----- EXTRACT TO READ -----
Wash and dry all produce.

Heat Guide for Step 6: 1/4 tsp mild,

1/2 tsp medium and 1 tsp spicy! Add 10 cups water and 2 tsp salt to a large pot (use same for 4 ppl.) Cover and bring to a boil over high heat. Add linguine to the boiling water. Cook uncovered, stirring occasionally, until tender, 10-12 min. Reserve 1/4 cup pasta water (dbl for 4 ppl), then drain and return linguine to same pot, off heat.
Prep
2

While linguine cooks, zest half the lemon (whole lemon for 4 ppl). Cut any remaining lemon into wedges. Drain and rinse shrimp, using a strainer, then pat dry with paper towels. Add shrimp and half the Italian Seasoning to a medium bowl. Season with salt and pepper, then toss to coat.

Make chili oil
3

Heat a large non-stick pan over medium heat. When hot, add 1 tbsp oil (dbl for 4 ppl), then 1/4 tsp chili flakes (dbl for 4 ppl). Cook, stirring often, until fragrant, 30 sec. Carefully transfer to a small bowl and set aside.

Cook shrimp
4

Heat the same pan over medium-high. When hot, add 1/2 tbsp oil (dbl for 4 ppl), then shrimp. Cook, stirring occasionally, until shrimp just turn pink, 2-3 min.** Transfer shrimp to a plate. Add onions to the same pan. Cook, stirring occasionally, until onions soften, 2-3 min.

Make sauce
5

Add crushed tomatoes, reserved pasta water and remaining Italian Seasoning to the pan with onions. Cook, stirring occasionally, until sauce thickens slightly, 3-4 min. Season with salt and pepper. Remove pan from heat. Add lemon zest, spinach and shrimp. Stir until spinach wilts, 1-2 min. Season with salt and pepper. Add tomato and shrimp sauce to the large pot with linguine. Toss to combine.

Finish and serve
6

Divide shrimp diavolo between plates. Drizzle 1/4 tsp chili oil over each plate. (NOTE: Reference heat guide). Sprinkle Parmesan over top. Squeeze over a lemon wedge, if desired.
-----
## WRITTEN TASK A
Copy the part of the shrimp recipe between "Wash and dry" and "pot, off heat.", inclusive, word for word.
## WRITTEN TASK B
Lay out the rows from the first one through the line containing "617 68 L 649", inclusive, as a Markdown table with the columns Row and Line, numbering each line and skipping blank ones.
The rows below are unrelated to the shrimp recipe.
----- RECORDS PROVIDED -----
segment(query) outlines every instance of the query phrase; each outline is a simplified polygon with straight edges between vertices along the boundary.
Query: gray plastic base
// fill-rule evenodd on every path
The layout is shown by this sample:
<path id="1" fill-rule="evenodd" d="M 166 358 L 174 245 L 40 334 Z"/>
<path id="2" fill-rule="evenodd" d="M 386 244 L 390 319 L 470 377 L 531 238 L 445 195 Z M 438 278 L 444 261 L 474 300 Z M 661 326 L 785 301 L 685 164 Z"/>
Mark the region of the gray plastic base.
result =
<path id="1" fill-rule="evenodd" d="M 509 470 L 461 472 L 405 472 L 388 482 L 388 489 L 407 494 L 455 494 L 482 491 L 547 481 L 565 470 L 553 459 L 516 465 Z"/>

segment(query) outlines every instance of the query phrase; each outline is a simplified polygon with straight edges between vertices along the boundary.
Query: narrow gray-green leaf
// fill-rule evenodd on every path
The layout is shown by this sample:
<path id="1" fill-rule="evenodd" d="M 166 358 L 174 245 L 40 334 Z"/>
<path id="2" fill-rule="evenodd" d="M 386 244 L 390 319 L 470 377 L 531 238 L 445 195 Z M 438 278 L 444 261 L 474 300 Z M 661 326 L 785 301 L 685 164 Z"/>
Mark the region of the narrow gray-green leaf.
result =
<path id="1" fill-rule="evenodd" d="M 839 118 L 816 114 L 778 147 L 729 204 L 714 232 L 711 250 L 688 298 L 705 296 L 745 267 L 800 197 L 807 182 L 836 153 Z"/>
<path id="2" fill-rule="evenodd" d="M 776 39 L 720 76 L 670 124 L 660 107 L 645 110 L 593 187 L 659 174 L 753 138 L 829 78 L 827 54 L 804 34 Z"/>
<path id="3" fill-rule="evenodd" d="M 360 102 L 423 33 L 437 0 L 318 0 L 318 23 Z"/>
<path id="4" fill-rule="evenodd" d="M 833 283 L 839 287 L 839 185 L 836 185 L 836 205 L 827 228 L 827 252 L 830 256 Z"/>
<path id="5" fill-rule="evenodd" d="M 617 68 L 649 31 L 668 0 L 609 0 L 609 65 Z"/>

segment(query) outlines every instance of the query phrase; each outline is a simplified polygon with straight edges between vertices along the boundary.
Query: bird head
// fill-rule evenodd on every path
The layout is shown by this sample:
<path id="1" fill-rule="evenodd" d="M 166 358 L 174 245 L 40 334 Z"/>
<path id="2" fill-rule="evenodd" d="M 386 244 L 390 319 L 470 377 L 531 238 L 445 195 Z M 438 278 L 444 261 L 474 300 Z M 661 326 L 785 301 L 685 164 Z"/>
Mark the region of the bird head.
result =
-----
## TASK OUTPUT A
Wash and dry all produce.

Heat Guide for Step 6: 1/4 tsp mild,

1/2 tsp medium and 1 tsp spicy! Add 10 cups water and 2 tsp salt to a large pot (use same for 4 ppl.) Cover and bring to a boil over high heat. Add linguine to the boiling water. Cook uncovered, stirring occasionally, until tender, 10-12 min. Reserve 1/4 cup pasta water (dbl for 4 ppl), then drain and return linguine to same pot, off heat.

## TASK OUTPUT B
| Row | Line |
|---|---|
| 1 | segment(query) outlines every instance of the query phrase; each outline is a simplified polygon with straight edges between vertices along the boundary. |
| 2 | Query: gray plastic base |
| 3 | // fill-rule evenodd on every path |
| 4 | The layout is shown by this sample: |
| 5 | <path id="1" fill-rule="evenodd" d="M 166 358 L 174 245 L 40 334 Z"/> |
| 6 | <path id="2" fill-rule="evenodd" d="M 386 244 L 390 319 L 470 377 L 531 238 L 445 195 Z M 438 278 L 444 261 L 474 300 Z M 661 326 L 785 301 L 685 164 Z"/> |
| 7 | Mark the region of the gray plastic base. |
| 8 | result = |
| 9 | <path id="1" fill-rule="evenodd" d="M 509 470 L 461 472 L 405 472 L 388 482 L 388 489 L 407 494 L 455 494 L 482 491 L 547 481 L 565 470 L 553 459 L 516 465 Z"/> |
| 10 | segment(query) outlines every instance of the query phrase; each outline is a simplified polygon with straight edges between vertices along the boundary. |
| 11 | Query: narrow gray-green leaf |
| 12 | // fill-rule evenodd on every path |
| 13 | The layout is shown by this sample: |
| 14 | <path id="1" fill-rule="evenodd" d="M 166 358 L 174 245 L 40 334 Z"/> |
| 15 | <path id="2" fill-rule="evenodd" d="M 386 244 L 390 319 L 470 377 L 531 238 L 445 195 Z M 438 278 L 444 261 L 474 300 Z M 661 326 L 785 301 L 685 164 Z"/> |
| 16 | Mark the region of the narrow gray-green leaf. |
| 17 | result = |
| 18 | <path id="1" fill-rule="evenodd" d="M 839 118 L 816 114 L 778 147 L 729 204 L 714 232 L 711 250 L 688 298 L 705 296 L 745 267 L 800 197 L 807 182 L 836 153 Z"/> |
| 19 | <path id="2" fill-rule="evenodd" d="M 776 39 L 720 76 L 670 124 L 660 107 L 645 110 L 593 187 L 659 174 L 753 138 L 829 78 L 827 54 L 804 34 Z"/> |
| 20 | <path id="3" fill-rule="evenodd" d="M 360 102 L 423 33 L 437 0 L 318 0 L 318 23 Z"/> |
| 21 | <path id="4" fill-rule="evenodd" d="M 833 283 L 839 287 L 839 185 L 836 185 L 836 205 L 827 228 L 827 252 L 830 256 Z"/> |
| 22 | <path id="5" fill-rule="evenodd" d="M 617 68 L 649 31 L 668 0 L 609 0 L 609 65 Z"/> |